> EXERCISE REQUIREMENTS:
Show every line below that contains the word "black", copying each such line in full.

> DATA LISTING:
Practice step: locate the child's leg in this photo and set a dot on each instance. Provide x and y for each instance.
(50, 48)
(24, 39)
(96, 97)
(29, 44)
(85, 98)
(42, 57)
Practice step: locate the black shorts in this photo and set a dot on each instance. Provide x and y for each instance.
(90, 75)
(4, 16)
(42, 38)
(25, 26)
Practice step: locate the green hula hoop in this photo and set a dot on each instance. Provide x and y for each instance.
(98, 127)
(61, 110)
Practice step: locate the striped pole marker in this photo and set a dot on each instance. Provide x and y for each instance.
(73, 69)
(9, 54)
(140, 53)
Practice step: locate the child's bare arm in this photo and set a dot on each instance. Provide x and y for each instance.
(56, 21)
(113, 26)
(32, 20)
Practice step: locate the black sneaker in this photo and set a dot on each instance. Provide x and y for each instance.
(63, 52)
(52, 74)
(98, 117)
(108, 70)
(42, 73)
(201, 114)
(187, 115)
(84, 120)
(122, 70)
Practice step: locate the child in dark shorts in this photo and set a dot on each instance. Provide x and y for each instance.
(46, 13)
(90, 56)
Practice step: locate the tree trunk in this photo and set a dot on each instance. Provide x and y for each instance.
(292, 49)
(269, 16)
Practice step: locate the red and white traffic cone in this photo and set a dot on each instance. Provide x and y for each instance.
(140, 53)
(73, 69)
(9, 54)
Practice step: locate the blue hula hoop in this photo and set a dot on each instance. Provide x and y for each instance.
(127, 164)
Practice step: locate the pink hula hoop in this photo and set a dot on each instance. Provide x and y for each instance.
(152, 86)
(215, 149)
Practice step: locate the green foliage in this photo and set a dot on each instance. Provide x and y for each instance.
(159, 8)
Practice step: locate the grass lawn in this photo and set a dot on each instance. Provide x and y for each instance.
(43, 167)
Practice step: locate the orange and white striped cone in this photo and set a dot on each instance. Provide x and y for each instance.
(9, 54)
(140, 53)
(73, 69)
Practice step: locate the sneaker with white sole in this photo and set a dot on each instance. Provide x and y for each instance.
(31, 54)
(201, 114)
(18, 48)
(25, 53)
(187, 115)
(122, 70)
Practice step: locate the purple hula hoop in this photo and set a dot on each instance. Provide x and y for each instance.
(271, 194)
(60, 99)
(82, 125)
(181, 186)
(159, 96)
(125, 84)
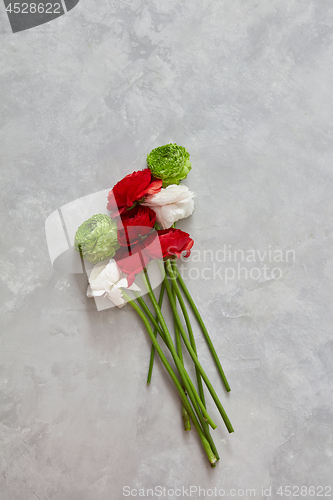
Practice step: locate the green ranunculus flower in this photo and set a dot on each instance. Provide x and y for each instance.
(96, 239)
(171, 163)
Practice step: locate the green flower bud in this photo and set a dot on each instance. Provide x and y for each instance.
(96, 239)
(171, 163)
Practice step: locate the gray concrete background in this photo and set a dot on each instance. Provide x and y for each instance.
(246, 87)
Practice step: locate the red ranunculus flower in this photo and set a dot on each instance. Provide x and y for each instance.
(132, 188)
(131, 264)
(135, 224)
(171, 244)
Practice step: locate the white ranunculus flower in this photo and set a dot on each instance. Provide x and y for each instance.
(106, 280)
(171, 204)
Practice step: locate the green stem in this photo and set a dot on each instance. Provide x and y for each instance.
(189, 387)
(205, 443)
(165, 335)
(190, 350)
(194, 347)
(203, 328)
(152, 352)
(186, 418)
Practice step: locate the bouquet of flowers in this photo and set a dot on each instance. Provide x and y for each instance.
(141, 231)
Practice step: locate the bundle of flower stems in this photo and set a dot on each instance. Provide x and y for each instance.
(145, 207)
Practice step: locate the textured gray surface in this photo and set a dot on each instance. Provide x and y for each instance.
(246, 87)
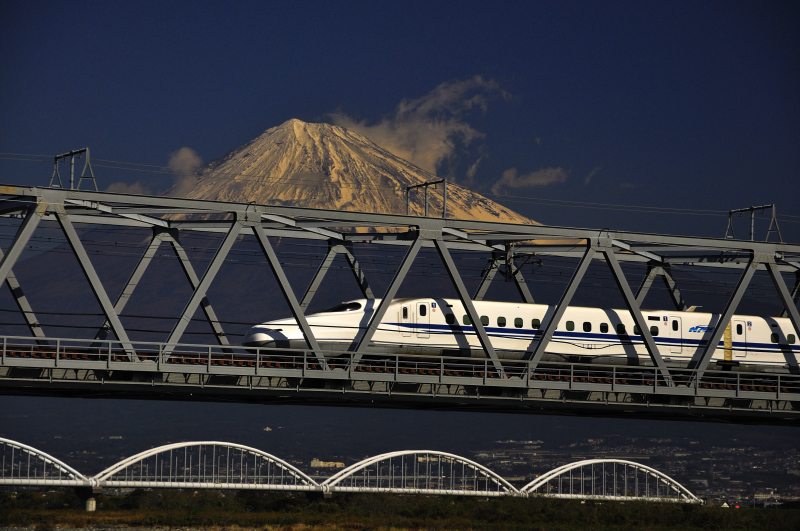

> SOLVED EXERCISE:
Practice step: locate the black shorts in this photo and set a dot on each instance. Provide x and y for each instance.
Practice step: locate the black sneaker in this photo and set a dot on each instance. Provide x and y for each instance.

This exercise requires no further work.